KUTIPAN HALAMAN >>
• • • • •
Dibandingkan misalnya di Jawa, atau bahkan di Jakarta, apa yang terjadi di Belitung mungkin bukan suatu hal yang begitu menarik perhatian kebanyakan kita. Terutama bila hal itu menyangkut tokoh yang dianggap panutan, umpamanya akhir-akhir ini soal poligami kiai kesohor dari Bandung itu atau perselingkuhan anggota DPR, yang telah mengambil porsi pemberitaan media cukup besar.
Padahal A Hok, demikian nama panggilannya, juga tokoh bagi orang Belitung, khususnya bagi kabupaten Belitung Timur. Dan A Hok juga menjadi “skandal” bagi mereka yang pada pertengahan tahun 2005 lalu kaget melihat hasil Pilkada langsung di kabupaten itu. Bagi saya, dia telah menjadi paradoks terhadap apa yang dipandang lazim. A Hok telah menunjukkan bahwa hal-hal tak terduga bisa terjadi dalam politik, sejauh sistemnya memang mengakomodasi kemungkinan-kemungkinan itu.
Dari namanya saja sudah bisa ditebak, dia keturunan Cina. Memang, dia generasi ketiga yang menetap di pulau itu, ayahnya bernama Cung Kim Nam, dan apalagi kalau bukan seorang wirausahawan? Diminutif panggilan A Hok hanyalah alias dari Basuki Tjahaja Purnama, dus rupanya asimilasi sudah cukup kental dalam keluarganya. Dia lahir di Manggar, ibu kota kabupaten Belitung Timur, 29 Juni 1966. Menyelesaikan pendidikan S1 di Jurusan Teknik Geologi Universitas Trisakti dan S2 di Sekolah Tinggi Prasetya Mulya Jakarta. Sempat lebih dulu mengelola berbagai usaha di Belitung dan Jakarta, sebelum pada tahun 2003 memutuskan terjun ke dalam politik melalui Partai Perhimpunan Indonesia Baru (PIB).
Jadi, selain keturunan Cina, dia juga orang muda yang dibesarkan di dalam struktur sosial-politik-ekonomi-kebudayaan à la Orde Baru, melihat usianya yang baru 40 tahun. Dengan demikian ada jarak satu generasi dengan saya sebagai Eksponen 66, sebagaimana sering diisitilahkan orang.
Di tahun 2005 itu, pada saat pasangan Basuki Tjahaja Purnama-Khairul Effendi mencalonkan diri sebagai bupati periode 2005-2010, banyak yang percaya A Hok is the right man on the wrong place, terutama bagi para penganut “kebenaran statistik”. Bisa dimengerti, sebab masyarakat Cina di Kabupaten Belitung Timur hanya sekitar 6.000 orang atau 10% dari total penduduk yang sekitar 60.000 jiwa. Masyarakat berlatar belakang etnis Melayu sekitar 70%, sedangkan sekitar 20% terdiri dari berbagai suku, seperti Bugis, Sunda, Jawa dan Madura. Apalagi dalam statistik pemilu legislatif tahun 2004, dari total 20 kursi DPRD Belitung Timur kaum Bulan dan Bintang di bawah PBB memiliki 41,9% suara, ekuivalen dengan 9 kursi, disusul Golkar 4 kursi, PDIP 2 kursi dan PPP 2 kursi.
• • • • •
DATA YANG DIBERIKAN >>

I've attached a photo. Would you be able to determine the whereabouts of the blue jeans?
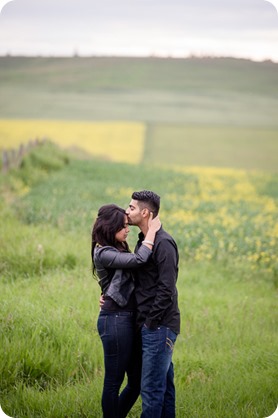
[97,310,141,418]
[141,325,177,418]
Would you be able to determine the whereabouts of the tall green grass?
[0,143,278,418]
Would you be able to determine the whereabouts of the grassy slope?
[0,57,278,127]
[0,57,278,171]
[0,148,278,418]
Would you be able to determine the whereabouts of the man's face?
[126,199,143,226]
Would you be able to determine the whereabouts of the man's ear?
[142,208,150,218]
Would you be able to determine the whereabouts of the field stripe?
[0,119,145,164]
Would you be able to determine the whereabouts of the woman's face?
[115,215,129,242]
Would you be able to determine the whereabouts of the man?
[126,190,180,418]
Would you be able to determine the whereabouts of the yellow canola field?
[0,119,145,164]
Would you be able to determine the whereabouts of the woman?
[92,204,161,418]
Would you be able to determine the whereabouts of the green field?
[0,144,278,418]
[0,57,278,418]
[0,57,278,171]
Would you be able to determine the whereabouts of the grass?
[143,123,278,171]
[0,57,278,172]
[0,144,278,418]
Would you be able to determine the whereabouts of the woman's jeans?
[97,310,141,418]
[141,325,177,418]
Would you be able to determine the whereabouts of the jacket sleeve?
[145,239,178,329]
[98,245,152,269]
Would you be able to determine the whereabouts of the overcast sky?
[0,0,278,62]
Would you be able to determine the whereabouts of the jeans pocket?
[97,315,107,337]
[165,328,177,353]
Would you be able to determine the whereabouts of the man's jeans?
[141,325,177,418]
[97,310,141,418]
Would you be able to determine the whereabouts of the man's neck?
[138,225,148,237]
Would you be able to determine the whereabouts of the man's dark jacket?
[135,228,180,334]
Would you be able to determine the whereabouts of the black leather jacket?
[93,245,152,307]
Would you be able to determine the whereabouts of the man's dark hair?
[131,190,160,218]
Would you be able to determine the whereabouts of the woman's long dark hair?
[91,204,129,272]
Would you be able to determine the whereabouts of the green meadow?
[0,57,278,418]
[0,57,278,171]
[0,143,278,418]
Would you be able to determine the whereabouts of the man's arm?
[145,239,178,329]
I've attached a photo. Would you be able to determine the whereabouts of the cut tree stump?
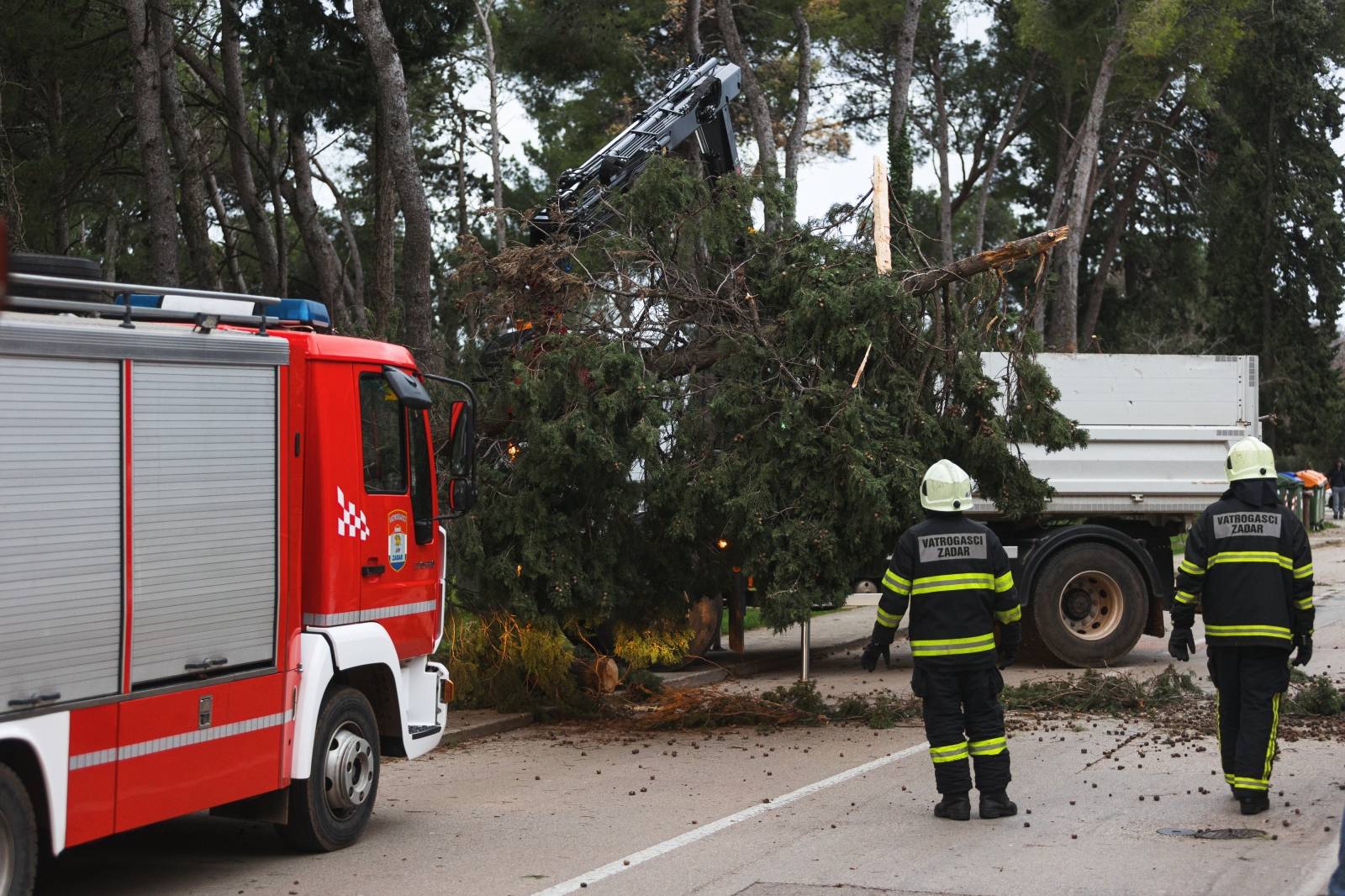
[570,656,621,694]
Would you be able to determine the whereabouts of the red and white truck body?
[0,269,471,891]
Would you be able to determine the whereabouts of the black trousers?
[1209,646,1289,797]
[910,661,1010,793]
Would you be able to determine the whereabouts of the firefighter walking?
[861,460,1022,820]
[1168,439,1314,815]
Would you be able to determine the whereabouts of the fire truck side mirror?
[448,401,476,514]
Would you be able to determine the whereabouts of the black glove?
[1290,634,1313,666]
[1168,625,1195,661]
[859,641,892,672]
[995,623,1022,668]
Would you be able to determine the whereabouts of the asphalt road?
[39,540,1345,896]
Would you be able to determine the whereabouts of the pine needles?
[1000,666,1202,716]
[635,681,920,730]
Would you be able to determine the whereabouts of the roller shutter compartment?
[130,363,277,686]
[0,356,123,713]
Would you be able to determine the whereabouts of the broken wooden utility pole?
[873,156,892,273]
[901,228,1069,295]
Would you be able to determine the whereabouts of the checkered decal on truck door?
[336,486,368,540]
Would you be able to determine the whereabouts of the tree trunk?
[453,106,472,247]
[888,0,920,167]
[314,159,368,334]
[45,78,70,256]
[784,7,812,219]
[355,0,438,372]
[103,211,121,282]
[682,0,704,59]
[1081,97,1186,342]
[220,0,284,296]
[287,119,345,310]
[971,67,1037,251]
[715,0,780,233]
[123,0,179,287]
[204,165,247,296]
[1047,12,1127,352]
[150,9,219,289]
[472,0,507,251]
[266,101,287,296]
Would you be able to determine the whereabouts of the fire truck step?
[409,725,444,740]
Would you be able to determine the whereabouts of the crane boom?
[531,56,742,244]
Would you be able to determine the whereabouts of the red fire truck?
[0,256,475,896]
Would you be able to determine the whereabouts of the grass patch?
[635,681,920,730]
[720,607,845,635]
[1284,668,1345,719]
[1000,666,1202,716]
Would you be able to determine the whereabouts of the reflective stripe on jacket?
[877,514,1022,666]
[1173,480,1314,650]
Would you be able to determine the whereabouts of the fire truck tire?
[280,688,381,853]
[1024,542,1148,667]
[0,764,38,896]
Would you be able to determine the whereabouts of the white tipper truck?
[852,352,1260,666]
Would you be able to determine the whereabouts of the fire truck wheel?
[281,688,379,853]
[0,766,38,896]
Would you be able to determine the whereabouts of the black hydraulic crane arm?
[531,56,742,244]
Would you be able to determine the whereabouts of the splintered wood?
[873,156,892,273]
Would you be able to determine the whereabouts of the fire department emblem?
[388,510,406,572]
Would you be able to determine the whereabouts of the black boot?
[933,791,971,820]
[980,790,1018,818]
[1237,791,1269,815]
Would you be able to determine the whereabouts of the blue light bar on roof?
[113,292,332,329]
[266,298,332,329]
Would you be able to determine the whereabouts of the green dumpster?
[1275,472,1307,526]
[1298,470,1327,531]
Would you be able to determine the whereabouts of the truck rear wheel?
[0,766,38,896]
[1026,544,1148,666]
[280,688,379,853]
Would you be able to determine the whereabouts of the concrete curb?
[659,635,869,690]
[440,713,533,746]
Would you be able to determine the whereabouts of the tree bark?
[150,9,219,289]
[372,106,397,327]
[123,0,179,287]
[103,211,121,282]
[285,125,345,312]
[204,165,247,296]
[784,7,812,219]
[888,0,921,156]
[715,0,780,233]
[971,67,1037,251]
[265,101,289,296]
[1047,11,1127,352]
[314,159,368,332]
[472,0,507,251]
[220,0,284,296]
[682,0,704,59]
[1081,97,1186,340]
[355,0,438,372]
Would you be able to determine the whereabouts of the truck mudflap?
[291,623,448,779]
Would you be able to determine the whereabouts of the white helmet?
[1224,436,1275,482]
[920,460,971,513]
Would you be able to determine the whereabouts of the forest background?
[0,0,1345,670]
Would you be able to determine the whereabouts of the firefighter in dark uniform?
[862,460,1022,820]
[1168,439,1314,815]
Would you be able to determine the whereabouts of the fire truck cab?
[0,265,475,896]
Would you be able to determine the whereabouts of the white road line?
[1294,844,1340,896]
[533,741,930,896]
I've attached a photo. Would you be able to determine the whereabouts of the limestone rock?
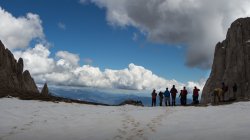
[0,41,39,97]
[201,17,250,104]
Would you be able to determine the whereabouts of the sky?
[0,0,250,90]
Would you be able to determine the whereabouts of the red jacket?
[152,92,157,99]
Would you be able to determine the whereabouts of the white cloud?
[56,51,80,66]
[0,7,44,49]
[79,0,88,4]
[14,44,205,90]
[83,58,93,65]
[85,0,250,69]
[57,22,66,30]
[14,44,55,75]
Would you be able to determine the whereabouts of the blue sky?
[0,0,209,82]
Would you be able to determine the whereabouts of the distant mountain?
[45,86,192,106]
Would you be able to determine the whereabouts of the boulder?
[0,41,39,97]
[201,17,250,104]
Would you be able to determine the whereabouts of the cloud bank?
[86,0,250,69]
[14,44,188,90]
[0,8,205,90]
[0,7,44,50]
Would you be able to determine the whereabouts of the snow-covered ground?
[0,98,250,140]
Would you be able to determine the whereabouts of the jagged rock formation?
[41,83,49,96]
[201,17,250,104]
[0,41,39,97]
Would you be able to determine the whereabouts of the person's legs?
[167,97,171,106]
[172,96,176,106]
[154,99,156,106]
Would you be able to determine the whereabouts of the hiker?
[159,91,163,106]
[164,88,170,106]
[170,85,178,106]
[221,82,228,102]
[193,86,200,104]
[233,83,238,100]
[179,87,188,105]
[213,88,223,103]
[151,89,157,106]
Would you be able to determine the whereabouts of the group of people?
[151,85,200,106]
[213,82,238,103]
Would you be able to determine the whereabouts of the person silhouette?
[170,85,178,106]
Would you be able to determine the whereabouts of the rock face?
[201,18,250,104]
[0,41,39,97]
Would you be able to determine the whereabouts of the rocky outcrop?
[0,41,39,97]
[201,18,250,104]
[41,83,49,96]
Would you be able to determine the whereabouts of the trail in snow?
[0,98,250,140]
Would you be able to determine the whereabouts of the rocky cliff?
[201,18,250,104]
[0,41,39,97]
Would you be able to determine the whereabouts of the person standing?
[170,85,178,106]
[164,88,170,106]
[193,86,200,104]
[151,89,157,106]
[179,87,188,105]
[221,82,228,102]
[233,83,238,100]
[159,91,163,106]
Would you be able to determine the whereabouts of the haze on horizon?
[0,0,250,90]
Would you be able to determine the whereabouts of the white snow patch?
[0,98,250,140]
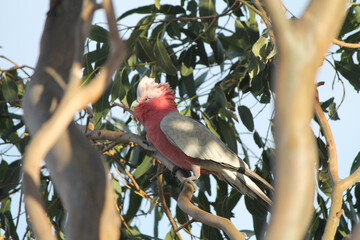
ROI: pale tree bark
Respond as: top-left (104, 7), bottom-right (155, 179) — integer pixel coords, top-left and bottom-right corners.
top-left (87, 130), bottom-right (245, 240)
top-left (264, 0), bottom-right (346, 240)
top-left (23, 0), bottom-right (126, 240)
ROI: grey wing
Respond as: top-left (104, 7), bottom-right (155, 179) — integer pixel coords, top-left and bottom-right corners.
• • • • •
PERINTAH >> Menurut kutipan halaman, di mana dan kapan Basuki Tjahaja Purnama lahir? Gunakan kutipan halaman saja sebagai sumber, bukan baris-baris data.

JAWABAN >> Di Manggar, ibu kota kabupaten Belitung Timur, pada 29 Juni 1966.